Work instructions
According to the HLL and CPC sketch comparison text, how many unique values were fed to each sketch?

## START Given text

API Snapshots: Java Core, C++ Core, Python, Memory, Pig, Hive,

Figures-of-Merit Comparison of the HLL and CPC Sketches

Data Generation

The following table of data was generated as follows:

  • Columns 2 through 5 represent HLL and CPC sketches configured with “comparable” parameters.
    • HLL4, HLL6, HLL8 represent the TgtHllType configurations of HLL_4, HLL_6, HLL_8.
    • The “12” refers to LgK=12 configuration. Note that CPC is configured as LgK=11 because it is comparable to an HLL sketch of LgK=12.
    • All measurements are for sketches configured for on-heap, except for the Serialization and Deserialization speeds, where the sketch is configured to “wrap” an off-heap sketch.
  • The number of uniques fed to each sketch was 2^20 or 1 Mi unique updates.
  • Each Test was run with a large number of trials to reduce the variance in the average. This ranged from 2^16 to 2^20 trials per measurement.

Seven Metrics

The seven metrics are as follows:

  • Update Time, Nanoseconds This is the time required to update the sketch with a simple long value in a very tight loop. This is very sensitive to the measurement environment and hardware so consider these values as important only relatvie to each other as they were measured under the same conditions.
  • Serialization Time, Nanoseconds Time required to serialize the state of the sketch to a byte array.
  • Deserialization Time, Nanoseconds Time required to deserialize the serialized byte array back to a sketch on the Java heap.
  • Merge Time, Nanoseconds The time required, per sketch, to merge into the Union operator. These numbers are only useful for comparison in this table because merge times are sensitive to many, many factors.
  • Solo Error RSE This is theoretical Relative Standard Error based on the configured size of the sketch and using the most accurate estimator for a single (solo) sketch that is not involved in any merge operations.

## END Given text
## START Dataset

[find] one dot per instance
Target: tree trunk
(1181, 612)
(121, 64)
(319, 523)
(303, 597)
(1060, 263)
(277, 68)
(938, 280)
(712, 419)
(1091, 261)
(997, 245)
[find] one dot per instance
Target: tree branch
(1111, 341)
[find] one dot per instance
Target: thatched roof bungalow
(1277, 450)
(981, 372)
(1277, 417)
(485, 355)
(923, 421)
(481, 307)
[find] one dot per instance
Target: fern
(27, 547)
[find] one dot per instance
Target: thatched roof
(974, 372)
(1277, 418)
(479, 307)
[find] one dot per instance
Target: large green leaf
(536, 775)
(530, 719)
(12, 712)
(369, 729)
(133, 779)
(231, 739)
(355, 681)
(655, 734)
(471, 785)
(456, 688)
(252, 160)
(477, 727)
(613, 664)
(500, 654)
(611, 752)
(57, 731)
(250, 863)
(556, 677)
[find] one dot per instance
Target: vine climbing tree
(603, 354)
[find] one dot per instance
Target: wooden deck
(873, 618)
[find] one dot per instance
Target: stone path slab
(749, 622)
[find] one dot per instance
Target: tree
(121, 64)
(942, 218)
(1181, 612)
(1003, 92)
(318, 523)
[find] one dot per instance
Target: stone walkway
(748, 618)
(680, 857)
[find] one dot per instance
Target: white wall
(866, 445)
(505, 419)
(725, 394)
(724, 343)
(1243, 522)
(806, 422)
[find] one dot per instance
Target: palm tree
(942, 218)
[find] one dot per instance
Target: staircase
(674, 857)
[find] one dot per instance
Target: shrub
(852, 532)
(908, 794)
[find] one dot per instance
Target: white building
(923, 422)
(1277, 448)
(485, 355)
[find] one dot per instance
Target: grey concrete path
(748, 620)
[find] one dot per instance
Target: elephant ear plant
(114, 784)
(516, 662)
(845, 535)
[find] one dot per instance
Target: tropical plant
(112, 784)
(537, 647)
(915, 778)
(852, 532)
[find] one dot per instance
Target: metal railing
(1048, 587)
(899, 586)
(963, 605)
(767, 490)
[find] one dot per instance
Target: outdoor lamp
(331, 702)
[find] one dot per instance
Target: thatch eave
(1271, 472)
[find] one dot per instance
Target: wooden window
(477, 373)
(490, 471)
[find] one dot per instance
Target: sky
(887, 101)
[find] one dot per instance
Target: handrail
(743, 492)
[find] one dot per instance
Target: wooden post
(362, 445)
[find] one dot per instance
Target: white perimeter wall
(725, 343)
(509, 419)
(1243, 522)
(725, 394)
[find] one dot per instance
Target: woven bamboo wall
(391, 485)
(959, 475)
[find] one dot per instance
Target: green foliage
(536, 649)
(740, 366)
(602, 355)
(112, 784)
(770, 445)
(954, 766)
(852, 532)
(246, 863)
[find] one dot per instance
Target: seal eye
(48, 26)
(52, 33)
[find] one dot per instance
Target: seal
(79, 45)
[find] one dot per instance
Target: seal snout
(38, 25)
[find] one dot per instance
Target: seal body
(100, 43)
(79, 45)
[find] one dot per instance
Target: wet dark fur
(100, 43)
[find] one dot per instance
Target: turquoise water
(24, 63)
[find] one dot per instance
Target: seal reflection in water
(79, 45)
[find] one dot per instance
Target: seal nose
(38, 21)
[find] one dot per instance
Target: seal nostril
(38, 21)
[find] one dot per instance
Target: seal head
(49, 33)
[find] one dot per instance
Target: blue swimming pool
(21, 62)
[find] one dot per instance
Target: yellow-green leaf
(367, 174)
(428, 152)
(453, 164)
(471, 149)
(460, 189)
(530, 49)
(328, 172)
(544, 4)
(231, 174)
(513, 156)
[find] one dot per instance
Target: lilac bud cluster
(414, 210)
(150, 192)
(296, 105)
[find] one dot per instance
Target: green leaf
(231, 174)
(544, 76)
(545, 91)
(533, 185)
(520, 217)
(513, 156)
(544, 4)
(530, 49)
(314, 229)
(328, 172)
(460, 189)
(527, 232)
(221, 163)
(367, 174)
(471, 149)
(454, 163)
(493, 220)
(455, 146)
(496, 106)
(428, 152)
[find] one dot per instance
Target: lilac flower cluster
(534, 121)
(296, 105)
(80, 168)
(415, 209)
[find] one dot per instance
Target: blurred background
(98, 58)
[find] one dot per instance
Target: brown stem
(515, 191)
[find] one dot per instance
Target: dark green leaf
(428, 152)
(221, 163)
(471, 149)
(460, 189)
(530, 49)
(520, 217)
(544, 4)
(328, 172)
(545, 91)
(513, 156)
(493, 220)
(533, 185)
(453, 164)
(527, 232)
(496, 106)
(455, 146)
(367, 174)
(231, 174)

## END Dataset

Task response
Each sketch received 2^20, or 1 Mi, unique updates.